** The problem **
Write out the lines below as a numbered list, omitting blank lines and leaving out the pictures.

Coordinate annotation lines

....

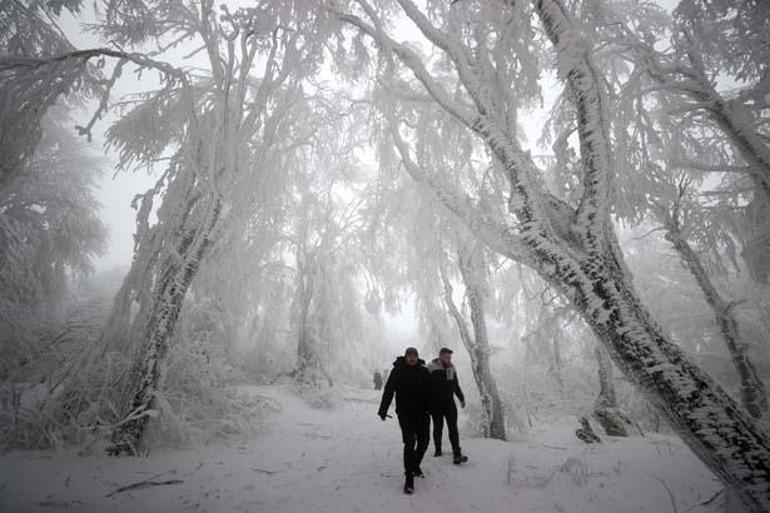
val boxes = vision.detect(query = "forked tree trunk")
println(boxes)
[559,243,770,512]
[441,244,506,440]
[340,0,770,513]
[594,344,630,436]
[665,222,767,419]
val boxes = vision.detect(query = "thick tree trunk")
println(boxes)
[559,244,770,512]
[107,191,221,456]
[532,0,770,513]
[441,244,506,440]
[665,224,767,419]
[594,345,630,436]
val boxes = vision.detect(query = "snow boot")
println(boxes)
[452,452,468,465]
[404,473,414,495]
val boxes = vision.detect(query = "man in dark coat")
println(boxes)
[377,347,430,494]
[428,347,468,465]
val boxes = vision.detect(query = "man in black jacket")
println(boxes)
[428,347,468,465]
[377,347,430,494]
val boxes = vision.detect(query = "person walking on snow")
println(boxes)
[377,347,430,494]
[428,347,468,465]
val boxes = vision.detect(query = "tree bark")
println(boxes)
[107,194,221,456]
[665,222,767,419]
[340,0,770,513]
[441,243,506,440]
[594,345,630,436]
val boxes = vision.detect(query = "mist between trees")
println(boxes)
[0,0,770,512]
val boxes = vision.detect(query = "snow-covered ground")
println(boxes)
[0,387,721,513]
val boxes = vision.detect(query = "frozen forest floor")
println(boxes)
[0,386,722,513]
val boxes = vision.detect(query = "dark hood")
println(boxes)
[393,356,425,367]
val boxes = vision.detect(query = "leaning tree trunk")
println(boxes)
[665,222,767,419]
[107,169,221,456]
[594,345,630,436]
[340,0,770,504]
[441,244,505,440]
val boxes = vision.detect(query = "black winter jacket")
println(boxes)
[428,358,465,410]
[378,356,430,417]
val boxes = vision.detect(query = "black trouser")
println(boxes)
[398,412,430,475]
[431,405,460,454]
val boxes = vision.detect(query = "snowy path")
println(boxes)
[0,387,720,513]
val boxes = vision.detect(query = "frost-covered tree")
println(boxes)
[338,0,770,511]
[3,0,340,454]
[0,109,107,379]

....

** Solved problem **
1. val boxes = vision.detect(query = "forked tree trunk")
2. println(boxes)
3. [559,243,770,512]
4. [441,244,506,440]
5. [340,0,770,513]
6. [594,344,630,436]
7. [665,222,767,419]
8. val boxes = vision.detect(query = "thick tree trunk")
9. println(boxes)
10. [559,244,770,512]
11. [107,191,221,456]
12. [532,0,770,513]
13. [441,244,506,440]
14. [665,224,767,419]
15. [594,345,630,436]
16. val boxes = vision.detect(query = "snow boot")
17. println(boxes)
18. [452,452,468,465]
19. [404,473,414,495]
20. val boxes = vision.detect(query = "man in dark coat")
21. println(boxes)
22. [377,347,430,494]
23. [428,347,468,465]
24. val boxes = vision.detect(query = "man in black jacket")
25. println(boxes)
26. [428,347,468,465]
27. [377,347,430,494]
28. val boxes = vision.detect(query = "person walking on snow")
29. println(boxes)
30. [377,347,430,494]
31. [428,347,468,465]
32. val boxes = vision.detect(query = "tree bark")
33. println(boxes)
34. [107,194,221,456]
35. [665,222,767,419]
36. [340,0,770,513]
37. [441,243,506,440]
38. [594,345,630,436]
39. val boxes = vision.detect(query = "mist between trees")
40. println(boxes)
41. [0,0,770,512]
42. val boxes = vision.detect(query = "snow-covered ground")
43. println(boxes)
44. [0,387,721,513]
45. val boxes = vision.detect(query = "frozen forest floor")
46. println(boxes)
47. [0,386,722,513]
48. val boxes = vision.detect(query = "dark hood")
49. println(boxes)
50. [393,356,425,367]
51. val boxes = vision.detect(query = "leaning tree trunk")
52. println(boxes)
53. [665,222,767,419]
54. [107,169,221,456]
55. [594,345,630,436]
56. [340,0,770,504]
57. [441,244,505,440]
58. val boxes = vision.detect(query = "black winter jacket")
59. println(boxes)
60. [428,358,465,410]
61. [378,356,430,417]
62. val boxes = vision.detect(query = "black trouser")
63. println(boxes)
64. [398,412,430,475]
65. [431,405,460,454]
66. val boxes = vision.detect(query = "snowy path")
67. println(boxes)
68. [0,387,720,513]
69. val boxes = vision.detect(query = "frost-covered tree")
70. println(boxes)
71. [338,0,770,511]
72. [3,0,340,454]
73. [0,109,107,379]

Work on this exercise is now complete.